Problem description: Select each line below that contains the string "positive", and copy those lines.

Stored data entries
--------------------

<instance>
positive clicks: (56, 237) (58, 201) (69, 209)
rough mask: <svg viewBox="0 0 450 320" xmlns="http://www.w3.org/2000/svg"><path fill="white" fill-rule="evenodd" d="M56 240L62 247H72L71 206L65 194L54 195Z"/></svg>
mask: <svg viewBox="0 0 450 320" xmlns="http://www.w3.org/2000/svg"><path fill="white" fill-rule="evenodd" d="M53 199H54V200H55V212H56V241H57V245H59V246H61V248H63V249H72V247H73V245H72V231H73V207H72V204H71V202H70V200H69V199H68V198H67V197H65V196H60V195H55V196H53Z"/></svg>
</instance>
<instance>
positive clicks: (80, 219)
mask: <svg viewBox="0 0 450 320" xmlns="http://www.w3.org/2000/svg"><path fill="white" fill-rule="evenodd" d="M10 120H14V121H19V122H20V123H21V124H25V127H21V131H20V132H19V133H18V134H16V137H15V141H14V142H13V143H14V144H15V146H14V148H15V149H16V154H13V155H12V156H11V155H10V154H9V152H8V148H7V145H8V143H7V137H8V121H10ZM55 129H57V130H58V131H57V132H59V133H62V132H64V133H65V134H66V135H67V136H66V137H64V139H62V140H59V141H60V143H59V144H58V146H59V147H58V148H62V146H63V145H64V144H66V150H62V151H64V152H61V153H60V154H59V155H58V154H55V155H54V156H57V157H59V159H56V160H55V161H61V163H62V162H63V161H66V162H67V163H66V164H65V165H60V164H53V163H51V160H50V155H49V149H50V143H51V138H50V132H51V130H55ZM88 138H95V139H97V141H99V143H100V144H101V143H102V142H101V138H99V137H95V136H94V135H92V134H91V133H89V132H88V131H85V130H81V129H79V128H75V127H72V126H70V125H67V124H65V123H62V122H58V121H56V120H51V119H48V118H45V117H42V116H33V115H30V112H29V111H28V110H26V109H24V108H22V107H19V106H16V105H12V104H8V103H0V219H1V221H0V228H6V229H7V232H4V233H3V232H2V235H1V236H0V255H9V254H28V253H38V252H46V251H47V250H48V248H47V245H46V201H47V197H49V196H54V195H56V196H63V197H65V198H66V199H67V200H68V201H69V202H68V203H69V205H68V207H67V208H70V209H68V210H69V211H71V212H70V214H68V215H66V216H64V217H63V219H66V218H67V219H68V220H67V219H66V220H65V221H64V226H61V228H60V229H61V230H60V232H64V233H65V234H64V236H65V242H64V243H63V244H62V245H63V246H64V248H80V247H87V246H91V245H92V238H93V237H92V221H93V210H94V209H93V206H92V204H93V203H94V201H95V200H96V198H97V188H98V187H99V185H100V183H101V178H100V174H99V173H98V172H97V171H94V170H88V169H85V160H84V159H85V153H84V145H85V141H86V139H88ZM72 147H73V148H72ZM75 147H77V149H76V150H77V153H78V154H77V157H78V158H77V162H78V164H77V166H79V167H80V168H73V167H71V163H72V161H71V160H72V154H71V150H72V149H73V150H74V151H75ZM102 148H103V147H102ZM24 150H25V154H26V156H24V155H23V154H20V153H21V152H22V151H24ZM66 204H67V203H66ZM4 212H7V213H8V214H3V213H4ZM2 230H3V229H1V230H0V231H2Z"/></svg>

--------------------

Final answer:
positive clicks: (56, 237) (58, 201) (69, 209)
positive clicks: (80, 219)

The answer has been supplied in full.